Collected data entries:
--- --- ---

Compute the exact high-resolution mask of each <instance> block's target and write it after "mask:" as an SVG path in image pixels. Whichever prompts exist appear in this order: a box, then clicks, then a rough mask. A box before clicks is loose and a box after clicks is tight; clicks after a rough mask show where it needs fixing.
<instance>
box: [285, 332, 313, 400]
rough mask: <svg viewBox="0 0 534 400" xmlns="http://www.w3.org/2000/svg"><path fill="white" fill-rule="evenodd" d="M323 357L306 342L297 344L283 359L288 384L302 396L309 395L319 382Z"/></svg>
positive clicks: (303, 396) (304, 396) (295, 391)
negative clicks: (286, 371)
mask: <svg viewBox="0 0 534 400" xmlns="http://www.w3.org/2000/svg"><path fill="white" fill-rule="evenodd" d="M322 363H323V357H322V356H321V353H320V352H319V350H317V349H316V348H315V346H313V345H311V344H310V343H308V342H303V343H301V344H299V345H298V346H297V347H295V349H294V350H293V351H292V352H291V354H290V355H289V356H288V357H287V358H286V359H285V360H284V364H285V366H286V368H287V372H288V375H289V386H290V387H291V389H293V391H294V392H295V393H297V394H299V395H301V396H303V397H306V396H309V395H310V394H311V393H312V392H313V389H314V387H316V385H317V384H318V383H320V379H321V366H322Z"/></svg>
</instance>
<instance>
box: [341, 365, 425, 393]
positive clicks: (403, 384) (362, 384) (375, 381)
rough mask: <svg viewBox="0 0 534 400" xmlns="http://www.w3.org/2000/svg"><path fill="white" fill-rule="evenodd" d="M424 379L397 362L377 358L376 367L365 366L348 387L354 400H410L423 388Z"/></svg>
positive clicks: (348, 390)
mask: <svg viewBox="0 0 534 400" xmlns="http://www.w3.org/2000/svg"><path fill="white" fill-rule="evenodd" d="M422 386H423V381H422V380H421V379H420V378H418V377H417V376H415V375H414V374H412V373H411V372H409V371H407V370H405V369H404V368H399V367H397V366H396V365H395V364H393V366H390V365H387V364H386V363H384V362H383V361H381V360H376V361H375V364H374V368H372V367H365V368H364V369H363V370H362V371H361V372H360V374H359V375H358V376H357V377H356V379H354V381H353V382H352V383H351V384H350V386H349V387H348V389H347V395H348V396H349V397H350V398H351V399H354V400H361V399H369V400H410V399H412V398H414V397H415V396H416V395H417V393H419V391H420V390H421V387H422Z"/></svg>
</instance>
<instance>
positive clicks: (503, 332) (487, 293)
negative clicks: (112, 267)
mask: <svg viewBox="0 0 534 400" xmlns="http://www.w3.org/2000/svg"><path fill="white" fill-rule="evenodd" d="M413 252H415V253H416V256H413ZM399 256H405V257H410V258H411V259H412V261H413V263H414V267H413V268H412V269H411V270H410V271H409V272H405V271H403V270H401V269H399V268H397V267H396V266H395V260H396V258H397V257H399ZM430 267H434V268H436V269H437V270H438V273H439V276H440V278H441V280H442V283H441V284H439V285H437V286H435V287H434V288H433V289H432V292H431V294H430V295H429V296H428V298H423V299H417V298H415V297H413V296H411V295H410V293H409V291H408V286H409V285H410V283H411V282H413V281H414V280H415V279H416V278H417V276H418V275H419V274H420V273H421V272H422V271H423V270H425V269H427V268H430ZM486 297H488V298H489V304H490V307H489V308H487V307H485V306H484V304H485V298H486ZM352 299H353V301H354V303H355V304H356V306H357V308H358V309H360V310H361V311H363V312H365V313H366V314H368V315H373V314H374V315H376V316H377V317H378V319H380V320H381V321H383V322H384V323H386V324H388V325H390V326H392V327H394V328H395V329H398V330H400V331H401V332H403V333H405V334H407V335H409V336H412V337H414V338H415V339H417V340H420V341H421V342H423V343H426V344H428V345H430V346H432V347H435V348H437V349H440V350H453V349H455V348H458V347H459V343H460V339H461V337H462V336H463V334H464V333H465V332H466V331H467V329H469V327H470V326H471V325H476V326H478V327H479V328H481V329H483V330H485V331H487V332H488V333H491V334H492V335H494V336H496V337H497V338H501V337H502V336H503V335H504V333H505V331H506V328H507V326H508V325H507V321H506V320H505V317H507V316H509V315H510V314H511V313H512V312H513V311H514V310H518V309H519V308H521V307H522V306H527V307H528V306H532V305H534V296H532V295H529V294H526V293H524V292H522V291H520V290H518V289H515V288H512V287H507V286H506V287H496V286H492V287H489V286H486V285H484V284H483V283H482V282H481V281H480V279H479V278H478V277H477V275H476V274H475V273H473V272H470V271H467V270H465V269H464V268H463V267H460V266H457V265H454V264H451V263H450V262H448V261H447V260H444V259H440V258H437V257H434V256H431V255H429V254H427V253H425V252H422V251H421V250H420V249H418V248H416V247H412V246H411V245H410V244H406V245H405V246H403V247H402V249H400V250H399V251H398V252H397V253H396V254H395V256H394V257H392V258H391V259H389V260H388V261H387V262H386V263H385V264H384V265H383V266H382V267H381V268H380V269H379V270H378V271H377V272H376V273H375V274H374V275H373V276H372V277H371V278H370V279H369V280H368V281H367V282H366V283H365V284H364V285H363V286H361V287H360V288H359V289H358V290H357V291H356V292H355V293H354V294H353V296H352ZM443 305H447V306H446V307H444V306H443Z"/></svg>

--- --- ---

Try it: Copy out each line of the data that includes the string "rough".

Answer section:
Compute the exact high-resolution mask of each <instance> block's target and write it after "mask:" as an SVG path in image pixels. Whichever prompts exist appear in this order: a box, then clicks, then a rough mask. A box before clicks is loose and a box after clicks is tight; clicks after a rough mask show where it needs fixing.
rough mask: <svg viewBox="0 0 534 400" xmlns="http://www.w3.org/2000/svg"><path fill="white" fill-rule="evenodd" d="M323 357L306 342L297 344L283 359L288 384L302 396L309 395L319 382Z"/></svg>
rough mask: <svg viewBox="0 0 534 400" xmlns="http://www.w3.org/2000/svg"><path fill="white" fill-rule="evenodd" d="M424 379L397 362L377 358L376 367L365 366L348 387L354 400H410L423 388Z"/></svg>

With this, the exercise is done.